| Written instruction |
Rewrite the lines of the records as a numbered list with blank lines omitted, starting at the line containing "target | asphalt road" and ending at the last line of the records, both included. Leave the pictures out of your answer.
Start of Supplied data
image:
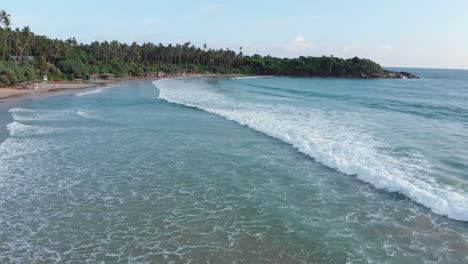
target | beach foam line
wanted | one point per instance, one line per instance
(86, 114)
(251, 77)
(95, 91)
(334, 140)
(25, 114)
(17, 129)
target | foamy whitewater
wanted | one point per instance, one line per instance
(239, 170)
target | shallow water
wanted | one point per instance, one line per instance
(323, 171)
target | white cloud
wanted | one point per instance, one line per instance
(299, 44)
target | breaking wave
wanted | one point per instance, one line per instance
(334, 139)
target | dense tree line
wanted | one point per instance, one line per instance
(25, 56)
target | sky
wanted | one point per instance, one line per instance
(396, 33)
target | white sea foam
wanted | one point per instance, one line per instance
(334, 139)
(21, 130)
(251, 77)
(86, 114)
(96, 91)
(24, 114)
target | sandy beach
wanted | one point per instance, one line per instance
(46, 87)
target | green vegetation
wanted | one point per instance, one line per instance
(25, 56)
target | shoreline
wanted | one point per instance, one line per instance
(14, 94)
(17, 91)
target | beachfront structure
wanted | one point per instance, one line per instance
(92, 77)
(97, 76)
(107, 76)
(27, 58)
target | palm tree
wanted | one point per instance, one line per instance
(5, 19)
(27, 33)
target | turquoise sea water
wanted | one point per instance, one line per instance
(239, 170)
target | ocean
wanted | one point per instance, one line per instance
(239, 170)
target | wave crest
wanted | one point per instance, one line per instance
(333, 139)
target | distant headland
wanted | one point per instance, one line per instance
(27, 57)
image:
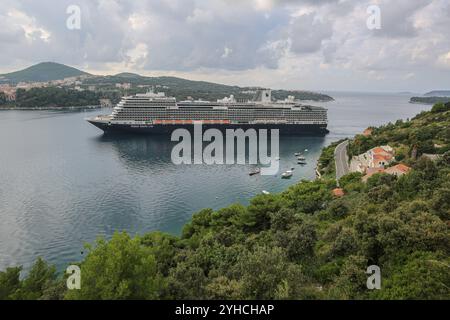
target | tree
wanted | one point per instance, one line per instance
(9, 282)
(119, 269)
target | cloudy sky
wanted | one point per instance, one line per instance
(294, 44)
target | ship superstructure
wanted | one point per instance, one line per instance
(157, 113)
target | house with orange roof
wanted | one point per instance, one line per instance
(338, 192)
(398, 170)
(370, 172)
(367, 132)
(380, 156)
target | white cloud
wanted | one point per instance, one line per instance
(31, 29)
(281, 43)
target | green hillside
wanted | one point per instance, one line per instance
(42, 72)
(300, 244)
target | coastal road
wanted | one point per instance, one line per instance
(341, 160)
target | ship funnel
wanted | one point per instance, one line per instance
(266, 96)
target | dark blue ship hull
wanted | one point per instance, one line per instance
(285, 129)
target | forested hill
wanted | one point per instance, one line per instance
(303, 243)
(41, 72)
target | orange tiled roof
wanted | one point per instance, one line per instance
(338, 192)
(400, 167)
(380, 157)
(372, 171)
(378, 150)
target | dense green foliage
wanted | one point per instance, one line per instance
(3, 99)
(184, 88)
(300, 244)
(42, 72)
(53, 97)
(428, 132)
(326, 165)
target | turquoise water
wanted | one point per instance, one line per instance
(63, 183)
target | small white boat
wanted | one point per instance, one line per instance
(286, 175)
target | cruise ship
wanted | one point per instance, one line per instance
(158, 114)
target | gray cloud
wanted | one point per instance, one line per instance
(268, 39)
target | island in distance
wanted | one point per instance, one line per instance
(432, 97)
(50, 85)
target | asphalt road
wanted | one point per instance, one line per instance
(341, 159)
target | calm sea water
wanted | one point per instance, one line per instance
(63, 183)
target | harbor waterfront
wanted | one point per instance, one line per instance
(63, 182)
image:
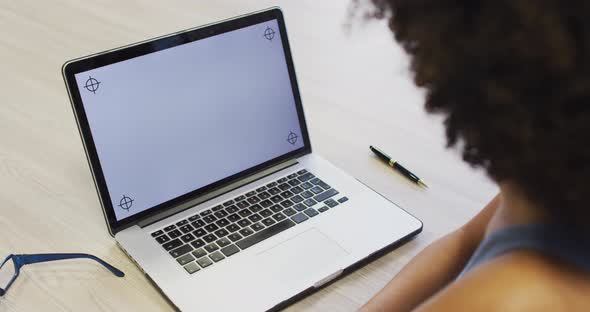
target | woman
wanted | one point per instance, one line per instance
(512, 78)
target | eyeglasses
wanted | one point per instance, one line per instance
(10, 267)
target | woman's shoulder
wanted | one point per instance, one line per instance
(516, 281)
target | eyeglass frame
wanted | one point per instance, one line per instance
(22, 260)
End of Supplied data
| Response to this task |
1. target | asphalt road
2. wanted | one point per instance, one line per instance
3. (341, 159)
4. target | calm sea water
5. wanted | one point per instance, one line per instance
6. (63, 183)
7. target | harbor waterfront
8. wanted | one point per instance, one line per instance
9. (63, 182)
10. image:
11. target | woman
12. wanted | one point per instance, one line per instance
13. (512, 78)
14. target | eyeglasses
15. wanted | one point per instance, one line per instance
16. (10, 267)
17. target | woman's shoulder
18. wanted | one point per instance, one line per instance
19. (516, 281)
20. target | eyeglass frame
21. wanted | one point per instance, one line per instance
22. (22, 260)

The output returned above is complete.